----- Trecho fornecido
09 Mai 2023
"É uma ferida inaceitável que incontáveis pessoas sejam submetidas a situações de trabalho análogo à escravidão e que tantas outras não tenham teto, terra, pão, trabalho digno e estejam impossibilitadas de ter acesso ao lazer, à cultura, à educação de qualidade, dentre tantas outras coisas elementares para o bom desenvolvimento humano e que um trabalho adequado deveria dar condições de acessar", escreve Elvis Rezende Messias, docente-pesquisador da UEMG Campanha. Licenciado em Filosofia (UEMG) e bacharel em Teologia (UCDB). Especialista em Doutrina Social da Igreja (PUC Goiás) e em Filosofia (Claretianos). Mestre em Educação (UNIFAL) e doutorando em Educação (UNINOVE), com bolsa CAPES. É sócio da Associação Nacional de Pós-Graduação e Pesquisa em Educação (ANPEd) e membro do Grupo de Pesquisa e Estudos em Filosofia da Educação (GRUPEFE, CNPq, UNINOVE).
Para bem pensarmos a realidade do trabalho e de quem trabalha, nesses dias em que comemoramos o Dia da Trabalhadora e do Trabalhador, uma afirmativa de Jesus é iluminadora: “O meu Pai trabalha sempre, e eu também” (Jo 5, 17). À luz desse texto bíblico, muitas pistas reflexivas nos são compartilhadas pelo ensino social católico. Vejamos algumas delas e desdobramentos.
----------
----- Informações exibidas
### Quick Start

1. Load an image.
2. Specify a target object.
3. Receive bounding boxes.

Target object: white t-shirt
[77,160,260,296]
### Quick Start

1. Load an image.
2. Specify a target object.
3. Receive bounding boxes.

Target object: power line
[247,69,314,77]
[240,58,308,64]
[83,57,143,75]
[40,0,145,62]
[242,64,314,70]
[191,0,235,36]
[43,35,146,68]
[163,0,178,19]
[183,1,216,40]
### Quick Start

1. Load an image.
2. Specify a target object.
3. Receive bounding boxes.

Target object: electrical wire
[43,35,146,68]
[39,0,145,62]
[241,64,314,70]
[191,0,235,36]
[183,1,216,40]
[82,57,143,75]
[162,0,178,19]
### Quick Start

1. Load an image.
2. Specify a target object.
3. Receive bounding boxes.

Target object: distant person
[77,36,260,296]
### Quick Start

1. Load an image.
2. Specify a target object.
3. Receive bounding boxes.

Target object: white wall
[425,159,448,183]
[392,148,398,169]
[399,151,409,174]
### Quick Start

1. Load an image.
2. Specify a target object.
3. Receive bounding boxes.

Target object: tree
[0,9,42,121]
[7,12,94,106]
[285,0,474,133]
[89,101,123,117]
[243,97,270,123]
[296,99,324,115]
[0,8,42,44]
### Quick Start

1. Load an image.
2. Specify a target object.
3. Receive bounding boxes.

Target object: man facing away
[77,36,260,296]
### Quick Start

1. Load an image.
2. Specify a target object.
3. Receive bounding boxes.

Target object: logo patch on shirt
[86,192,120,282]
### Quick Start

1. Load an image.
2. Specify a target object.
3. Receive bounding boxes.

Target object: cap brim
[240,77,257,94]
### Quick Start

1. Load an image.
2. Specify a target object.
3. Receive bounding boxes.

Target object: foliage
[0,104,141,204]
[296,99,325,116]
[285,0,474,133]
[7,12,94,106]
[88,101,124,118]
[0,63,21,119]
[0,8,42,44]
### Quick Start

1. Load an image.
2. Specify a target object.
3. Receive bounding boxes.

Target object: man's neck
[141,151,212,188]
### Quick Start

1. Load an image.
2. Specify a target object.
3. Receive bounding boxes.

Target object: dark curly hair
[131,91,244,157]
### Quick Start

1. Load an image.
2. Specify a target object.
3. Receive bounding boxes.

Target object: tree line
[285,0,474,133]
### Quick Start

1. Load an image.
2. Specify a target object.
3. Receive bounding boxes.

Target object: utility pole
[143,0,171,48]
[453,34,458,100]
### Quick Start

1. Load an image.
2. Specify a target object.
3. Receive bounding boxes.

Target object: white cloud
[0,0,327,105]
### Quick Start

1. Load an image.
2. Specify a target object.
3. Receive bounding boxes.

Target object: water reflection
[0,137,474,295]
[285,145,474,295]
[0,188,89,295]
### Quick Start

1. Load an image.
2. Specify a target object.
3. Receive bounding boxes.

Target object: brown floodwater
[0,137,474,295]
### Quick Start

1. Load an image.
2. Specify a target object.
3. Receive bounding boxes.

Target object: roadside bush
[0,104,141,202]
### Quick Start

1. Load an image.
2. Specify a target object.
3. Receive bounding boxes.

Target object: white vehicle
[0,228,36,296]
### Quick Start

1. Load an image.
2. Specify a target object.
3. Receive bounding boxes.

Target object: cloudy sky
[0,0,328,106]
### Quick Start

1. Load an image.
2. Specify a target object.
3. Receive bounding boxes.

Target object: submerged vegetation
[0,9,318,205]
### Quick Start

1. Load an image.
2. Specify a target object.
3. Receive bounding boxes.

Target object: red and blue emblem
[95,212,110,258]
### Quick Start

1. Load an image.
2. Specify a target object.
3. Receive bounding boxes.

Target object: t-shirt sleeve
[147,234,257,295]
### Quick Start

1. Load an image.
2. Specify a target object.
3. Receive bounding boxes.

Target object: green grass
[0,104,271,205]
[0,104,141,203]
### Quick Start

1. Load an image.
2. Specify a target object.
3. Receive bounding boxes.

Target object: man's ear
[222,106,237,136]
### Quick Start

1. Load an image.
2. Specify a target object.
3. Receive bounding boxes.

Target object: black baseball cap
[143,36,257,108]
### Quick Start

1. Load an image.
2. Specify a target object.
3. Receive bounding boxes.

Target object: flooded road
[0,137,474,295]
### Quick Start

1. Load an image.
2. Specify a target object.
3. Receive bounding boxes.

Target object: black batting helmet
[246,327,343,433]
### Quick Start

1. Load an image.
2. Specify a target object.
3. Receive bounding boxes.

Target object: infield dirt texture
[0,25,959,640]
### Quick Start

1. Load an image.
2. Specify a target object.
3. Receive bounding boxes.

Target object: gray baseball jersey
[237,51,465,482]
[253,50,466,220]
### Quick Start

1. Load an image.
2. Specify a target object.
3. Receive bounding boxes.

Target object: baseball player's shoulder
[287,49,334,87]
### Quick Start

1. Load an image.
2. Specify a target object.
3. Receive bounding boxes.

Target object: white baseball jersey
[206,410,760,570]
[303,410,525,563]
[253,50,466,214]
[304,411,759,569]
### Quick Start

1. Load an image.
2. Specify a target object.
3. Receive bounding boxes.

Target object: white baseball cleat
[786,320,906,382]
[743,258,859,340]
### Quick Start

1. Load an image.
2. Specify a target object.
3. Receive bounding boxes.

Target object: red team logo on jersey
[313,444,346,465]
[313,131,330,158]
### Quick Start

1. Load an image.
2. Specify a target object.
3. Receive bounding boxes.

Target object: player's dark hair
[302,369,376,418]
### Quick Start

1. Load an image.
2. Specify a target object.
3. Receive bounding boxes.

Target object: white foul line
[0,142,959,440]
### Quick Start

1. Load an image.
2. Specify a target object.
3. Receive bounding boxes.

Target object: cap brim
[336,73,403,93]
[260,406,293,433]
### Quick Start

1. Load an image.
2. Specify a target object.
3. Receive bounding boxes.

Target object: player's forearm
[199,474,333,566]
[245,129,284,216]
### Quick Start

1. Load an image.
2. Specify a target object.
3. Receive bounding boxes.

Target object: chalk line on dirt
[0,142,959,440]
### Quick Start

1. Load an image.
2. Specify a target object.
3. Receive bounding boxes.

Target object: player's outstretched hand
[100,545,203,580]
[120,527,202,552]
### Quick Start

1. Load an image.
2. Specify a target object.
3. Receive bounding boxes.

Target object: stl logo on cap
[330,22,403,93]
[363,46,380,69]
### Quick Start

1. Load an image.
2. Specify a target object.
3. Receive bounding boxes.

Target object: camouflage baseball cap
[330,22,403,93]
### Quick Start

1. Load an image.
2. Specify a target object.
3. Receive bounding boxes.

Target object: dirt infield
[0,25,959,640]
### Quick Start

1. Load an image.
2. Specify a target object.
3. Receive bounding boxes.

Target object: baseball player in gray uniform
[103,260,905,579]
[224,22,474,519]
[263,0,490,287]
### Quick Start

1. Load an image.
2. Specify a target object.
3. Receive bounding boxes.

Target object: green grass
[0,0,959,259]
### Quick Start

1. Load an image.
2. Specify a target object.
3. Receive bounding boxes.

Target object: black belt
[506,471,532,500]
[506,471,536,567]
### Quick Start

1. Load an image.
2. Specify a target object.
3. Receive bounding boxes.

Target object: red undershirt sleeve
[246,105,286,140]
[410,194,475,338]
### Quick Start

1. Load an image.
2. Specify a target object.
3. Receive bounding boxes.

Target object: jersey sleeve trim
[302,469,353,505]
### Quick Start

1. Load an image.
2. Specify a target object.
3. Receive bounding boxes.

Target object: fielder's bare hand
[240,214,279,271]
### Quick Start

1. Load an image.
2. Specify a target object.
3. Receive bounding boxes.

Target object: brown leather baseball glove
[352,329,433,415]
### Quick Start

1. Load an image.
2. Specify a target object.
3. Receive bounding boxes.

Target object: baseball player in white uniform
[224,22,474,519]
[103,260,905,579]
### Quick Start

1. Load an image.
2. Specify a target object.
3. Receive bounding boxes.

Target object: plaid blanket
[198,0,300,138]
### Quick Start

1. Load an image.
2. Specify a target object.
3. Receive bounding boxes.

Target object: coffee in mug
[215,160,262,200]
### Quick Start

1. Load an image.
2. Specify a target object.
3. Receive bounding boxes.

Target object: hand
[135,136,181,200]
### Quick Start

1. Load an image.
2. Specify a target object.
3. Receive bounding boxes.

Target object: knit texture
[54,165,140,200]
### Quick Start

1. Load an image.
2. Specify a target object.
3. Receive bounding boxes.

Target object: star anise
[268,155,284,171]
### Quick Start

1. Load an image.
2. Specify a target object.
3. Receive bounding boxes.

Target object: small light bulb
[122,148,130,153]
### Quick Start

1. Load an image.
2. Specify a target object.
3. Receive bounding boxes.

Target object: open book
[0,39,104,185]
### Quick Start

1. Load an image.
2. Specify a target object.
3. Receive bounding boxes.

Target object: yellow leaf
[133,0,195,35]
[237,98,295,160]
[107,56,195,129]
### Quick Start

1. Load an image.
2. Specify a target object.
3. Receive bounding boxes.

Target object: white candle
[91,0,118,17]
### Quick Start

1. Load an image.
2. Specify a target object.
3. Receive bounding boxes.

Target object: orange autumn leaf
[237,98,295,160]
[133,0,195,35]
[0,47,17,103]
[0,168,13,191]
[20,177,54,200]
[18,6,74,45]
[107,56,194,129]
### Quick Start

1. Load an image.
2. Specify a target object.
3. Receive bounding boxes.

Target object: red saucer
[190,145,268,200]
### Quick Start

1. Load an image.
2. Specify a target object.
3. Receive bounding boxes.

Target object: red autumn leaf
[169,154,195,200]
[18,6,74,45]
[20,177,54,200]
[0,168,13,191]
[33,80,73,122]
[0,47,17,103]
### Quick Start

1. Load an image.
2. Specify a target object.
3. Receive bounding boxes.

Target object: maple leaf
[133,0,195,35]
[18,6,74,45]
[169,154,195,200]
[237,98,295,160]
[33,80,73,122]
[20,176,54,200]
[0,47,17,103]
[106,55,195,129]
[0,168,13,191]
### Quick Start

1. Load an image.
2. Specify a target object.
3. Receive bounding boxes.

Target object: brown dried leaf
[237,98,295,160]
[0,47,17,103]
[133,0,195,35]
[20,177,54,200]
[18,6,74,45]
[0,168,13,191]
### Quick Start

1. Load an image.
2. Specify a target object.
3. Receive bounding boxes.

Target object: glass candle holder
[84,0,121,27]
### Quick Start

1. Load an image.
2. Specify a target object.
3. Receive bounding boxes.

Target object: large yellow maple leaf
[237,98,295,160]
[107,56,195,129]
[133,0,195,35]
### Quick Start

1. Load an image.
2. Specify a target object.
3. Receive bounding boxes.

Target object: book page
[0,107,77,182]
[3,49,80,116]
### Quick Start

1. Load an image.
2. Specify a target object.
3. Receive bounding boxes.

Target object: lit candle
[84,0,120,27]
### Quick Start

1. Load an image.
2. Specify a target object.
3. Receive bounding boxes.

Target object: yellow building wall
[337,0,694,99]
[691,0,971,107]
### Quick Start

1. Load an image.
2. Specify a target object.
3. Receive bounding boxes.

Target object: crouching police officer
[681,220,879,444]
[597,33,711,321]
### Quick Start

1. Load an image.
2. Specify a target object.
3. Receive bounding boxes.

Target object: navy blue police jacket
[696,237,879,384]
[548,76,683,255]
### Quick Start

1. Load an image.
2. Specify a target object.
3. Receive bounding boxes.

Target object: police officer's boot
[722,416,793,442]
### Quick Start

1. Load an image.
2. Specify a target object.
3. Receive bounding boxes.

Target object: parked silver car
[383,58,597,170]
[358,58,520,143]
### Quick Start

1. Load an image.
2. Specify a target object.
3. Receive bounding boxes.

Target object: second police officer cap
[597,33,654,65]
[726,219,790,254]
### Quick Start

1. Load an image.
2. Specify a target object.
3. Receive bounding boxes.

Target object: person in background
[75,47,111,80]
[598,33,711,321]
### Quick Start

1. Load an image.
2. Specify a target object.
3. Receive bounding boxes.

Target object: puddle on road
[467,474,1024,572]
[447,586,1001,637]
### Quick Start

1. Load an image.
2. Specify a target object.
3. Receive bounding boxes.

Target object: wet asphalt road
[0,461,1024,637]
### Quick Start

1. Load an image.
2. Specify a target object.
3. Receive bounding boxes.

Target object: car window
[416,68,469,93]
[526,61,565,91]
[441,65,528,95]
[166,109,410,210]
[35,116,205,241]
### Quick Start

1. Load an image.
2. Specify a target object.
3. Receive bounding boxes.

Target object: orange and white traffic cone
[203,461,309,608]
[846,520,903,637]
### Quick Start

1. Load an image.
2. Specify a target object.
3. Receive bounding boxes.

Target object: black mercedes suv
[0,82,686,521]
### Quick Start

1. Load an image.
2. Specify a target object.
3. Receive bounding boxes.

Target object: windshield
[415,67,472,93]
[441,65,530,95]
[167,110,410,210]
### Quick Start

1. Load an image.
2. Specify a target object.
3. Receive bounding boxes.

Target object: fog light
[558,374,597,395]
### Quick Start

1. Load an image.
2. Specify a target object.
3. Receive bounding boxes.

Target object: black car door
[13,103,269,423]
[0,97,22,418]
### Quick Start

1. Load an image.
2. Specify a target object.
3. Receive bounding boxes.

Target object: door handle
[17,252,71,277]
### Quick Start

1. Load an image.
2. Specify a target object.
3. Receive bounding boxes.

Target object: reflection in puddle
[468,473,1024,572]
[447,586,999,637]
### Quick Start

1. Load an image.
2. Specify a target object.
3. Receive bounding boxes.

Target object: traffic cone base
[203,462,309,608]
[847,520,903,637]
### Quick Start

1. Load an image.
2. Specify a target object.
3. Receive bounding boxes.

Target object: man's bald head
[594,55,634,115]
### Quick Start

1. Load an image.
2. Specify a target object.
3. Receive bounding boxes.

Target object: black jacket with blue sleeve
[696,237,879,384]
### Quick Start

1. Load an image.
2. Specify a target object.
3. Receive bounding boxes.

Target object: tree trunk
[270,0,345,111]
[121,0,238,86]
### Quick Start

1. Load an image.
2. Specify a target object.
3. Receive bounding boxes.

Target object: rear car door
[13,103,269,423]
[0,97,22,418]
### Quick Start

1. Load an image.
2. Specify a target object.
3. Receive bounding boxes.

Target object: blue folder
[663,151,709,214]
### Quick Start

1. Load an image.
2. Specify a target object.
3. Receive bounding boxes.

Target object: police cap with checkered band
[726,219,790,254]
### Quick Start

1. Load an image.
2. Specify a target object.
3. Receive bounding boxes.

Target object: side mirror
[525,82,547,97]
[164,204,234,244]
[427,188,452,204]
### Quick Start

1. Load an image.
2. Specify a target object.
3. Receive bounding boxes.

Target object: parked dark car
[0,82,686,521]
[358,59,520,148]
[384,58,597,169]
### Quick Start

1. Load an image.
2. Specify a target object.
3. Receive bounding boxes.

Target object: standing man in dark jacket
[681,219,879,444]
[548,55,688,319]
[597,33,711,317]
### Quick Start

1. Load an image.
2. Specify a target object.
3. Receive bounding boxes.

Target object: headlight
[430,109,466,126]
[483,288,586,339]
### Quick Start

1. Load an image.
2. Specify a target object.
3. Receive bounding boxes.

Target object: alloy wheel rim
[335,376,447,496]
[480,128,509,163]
----------
=== Requisitos das tarefas ===
• a. Diga se cada afirmação abaixo está de acordo com o trecho fornecido, respondendo sim ou não e citando literalmente as palavras do trecho que decidem a questão: (i) Elvis Rezende Messias é docente-pesquisador da UEMG Campanha; (ii) o autor é mestre em Teologia; (iii) a afirmativa de Jesus citada vem de Jo 5, 17.
• b. Segundo o trecho fornecido, em qual instituição o autor faz o doutorado em Educação?
• c. Traduza para o inglês a frase do trecho fornecido "À luz desse texto bíblico, muitas pistas reflexivas nos são compartilhadas pelo ensino social católico.".

=== Respostas por tarefa ===
• a.
(i) Sim: "docente-pesquisador da UEMG Campanha".
(ii) Não: "bacharel em Teologia (UCDB)" e "Mestre em Educação (UNIFAL)".
(iii) Sim: "“O meu Pai trabalha sempre, e eu também” (Jo 5, 17)".

• b. Na UNINOVE.

• c. In light of this biblical text, many reflective clues are shared with us by Catholic social teaching.